Task details: Transcribe the full listing so that each line reads as it does in the original.

Given information:
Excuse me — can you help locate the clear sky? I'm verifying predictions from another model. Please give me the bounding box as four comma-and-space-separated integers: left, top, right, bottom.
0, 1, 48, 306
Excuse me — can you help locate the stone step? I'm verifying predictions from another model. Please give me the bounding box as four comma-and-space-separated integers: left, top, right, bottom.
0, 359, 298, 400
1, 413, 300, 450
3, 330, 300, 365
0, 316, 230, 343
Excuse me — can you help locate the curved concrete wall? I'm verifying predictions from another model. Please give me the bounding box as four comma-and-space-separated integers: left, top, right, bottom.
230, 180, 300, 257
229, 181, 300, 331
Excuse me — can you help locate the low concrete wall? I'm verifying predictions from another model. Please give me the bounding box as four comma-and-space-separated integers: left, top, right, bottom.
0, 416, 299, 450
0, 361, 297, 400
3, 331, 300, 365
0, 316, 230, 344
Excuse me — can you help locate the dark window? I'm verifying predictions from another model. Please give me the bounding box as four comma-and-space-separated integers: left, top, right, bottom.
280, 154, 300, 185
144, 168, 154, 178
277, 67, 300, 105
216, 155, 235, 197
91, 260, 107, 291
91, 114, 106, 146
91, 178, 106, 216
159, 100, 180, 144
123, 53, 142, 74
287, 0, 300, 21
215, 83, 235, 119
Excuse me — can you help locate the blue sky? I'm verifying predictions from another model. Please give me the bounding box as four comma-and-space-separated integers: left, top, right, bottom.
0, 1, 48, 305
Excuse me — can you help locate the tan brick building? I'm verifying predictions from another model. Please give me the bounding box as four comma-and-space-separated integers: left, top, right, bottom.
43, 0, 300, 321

Exercise response:
Excuse me — can you help locate the clear sky? I'm verifying predictions from another model. Please give me the bounding box as four comma-and-space-separated integers: left, top, right, bottom.
0, 1, 48, 306
Excuse me — can you help locate the stone step? I'm verifying predictions from another model. Please give me the bounding box as four comma-and-space-separated integers: left, top, right, bottom.
0, 359, 298, 400
1, 413, 300, 450
3, 330, 300, 365
0, 316, 230, 343
Excuse me — can you help locate the curved concrete wall? I'm verifying predictions from another model. Please give me the bounding box as four comma-and-space-separated integers: left, top, right, bottom.
230, 180, 300, 257
229, 181, 300, 331
Excuse me — can you help locate the low concrete wall? I'm verifying predictions from another model. Please give me the bounding box as four comma-and-space-separated integers: left, top, right, bottom.
0, 416, 299, 450
0, 361, 297, 400
3, 331, 300, 365
0, 316, 230, 344
Excuse me — can you help locate the dark window? I'm verifying predictions from another model. Please give me the bounding box as four comma-and-space-separated integers: left, top, right, bottom.
280, 154, 300, 185
144, 168, 154, 178
277, 67, 300, 105
216, 155, 235, 197
91, 260, 107, 291
91, 114, 106, 146
91, 178, 106, 216
159, 100, 180, 144
123, 53, 142, 74
287, 0, 300, 21
215, 83, 235, 119
Excuse me — can you help locate the blue sky? I'm verifying predictions from another model. Please give me the bounding box as four comma-and-space-separated integers: left, top, right, bottom.
0, 1, 48, 305
Excuse me — can you help locate the tan brick building? I'm verifying predictions from another model. Please give me the bounding box as four comma-and-space-separated integers: left, top, right, bottom.
43, 0, 300, 321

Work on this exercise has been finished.